### TEXT SEGMENT:
Race and violence in our cities

This is where the fireworks will be. (Though the fact that Wallace framed the topic as such ignores the fact that the “violence” in question is either police brutality or the response to that brutality.) George Floyd’s death at the hands of police in Minneapolis triggered protests around the world. It reminded us of all the high-profile deaths of Black Americans during the past decade — and ripped the bandage off the false narrative that Obama’s election ushered in a “post-racial” era.

Trump has leaned into “law and order” rhetoric throughout his reelection campaign — and, of course, on Twitter — casting protesters as a horde of anarchists wreaking havoc on cities. “Your vote will decide whether we protect law-abiding Americans,” he said during his acceptance speech at August’s Republican National Convention, “and whether … we will defend the American way of life or allow a radical movement to completely dismantle and destroy it.”

Concepts like defunding the police and other calls to address systemic racism in the criminal justice system are sure to lead to contentious debate; Trump will try to back Biden into a corner by making him defend the position that you can be pro-police while also fighting against systemic racism and can pursue equitable justice.

During this section of the debate, expect cringeworthy racist moments and consistent dog whistles from Trump. However, this issue will give Biden a chance to highlight his advocacy for Black Americans and his ability to moderate a race conversation during the highest-stake moment of the campaign. My prediction: He’ll do it direct-to-camera in order to speak to America and ignore whatever bait Trump dangles in front of him.

The economy

Throughout his term, and especially as the conversation about race in this country has grown more intense, Trump has cast himself as a champion for and hero of the Black community.

So let’s fact-check that. Yes, the unemployment rate for Black Americans reached 5.9% in May 2018, the lowest since the Bureau of Labor Statistics began keeping records in 1972 — but it was the culmination of a long decline that began under Obama. (In fact, the majority of the decline happened under Obama; by the time Trump took office, the rate had dropped from 16.5% to 7.5%.) This will be the first time he will come face to face with an Obama administration official who can fact-check him in real time. Will Biden seize the moment or get entangled in Trump’s pseudologia fantastica?

### INFORMATION SHOWN:
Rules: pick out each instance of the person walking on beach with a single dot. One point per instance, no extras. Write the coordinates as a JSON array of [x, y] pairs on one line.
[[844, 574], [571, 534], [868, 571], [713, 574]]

### ACTIVITIES:
#1 List every person mentioned by name in the debate preview text.
#2 Go on writing the debate preview text, starting right after its final sentence.

### ANSWERS TO THE EXERCISE:
#1 Wallace, George Floyd, Obama, Trump, Biden

#2
One thing you can be sure of is that both men will present their economic plans for Black Americans. Biden will discuss his Lift Every Voice plan for Black Americans, which acknowledges systemic inequality and the disproportionate impact Covid-19 has had on the Black community, both physically and economically. Trump’s newly released Platinum Plan does neither, but it’s still his attempt to close a massic support gap. Trump garnered just 8% of the Black electorate in 2016 — and an average of recent 2020 polls shows Biden leading Trump with Black voters by an 83% to 8% margin.

What to watch for is if Trump, who is not actively prepping for the debate, can recall the details of his own plan; if not, will Biden hold him to the mat? Trump can be slippery — he’ll respond to Covid-19 criticisms by saying the Obama administration left him no stockpile of personal protective equipment (PPE) and claiming that Obama mishandled the H1N1 pandemic — so this is one of the few times we will see Biden present a strong offense.

While I used Mayweather and Pacquiao as a comparison earlier, the better analogy might just be the 2017 match between Mayweather and mixed martial arts champ Conor McGregor: a world champion professional boxer going against an accomplished fighter who developed his skills in an entirely different sport. That time, Mayweather came out victorious by TKO. Only time will tell whether Biden does the same.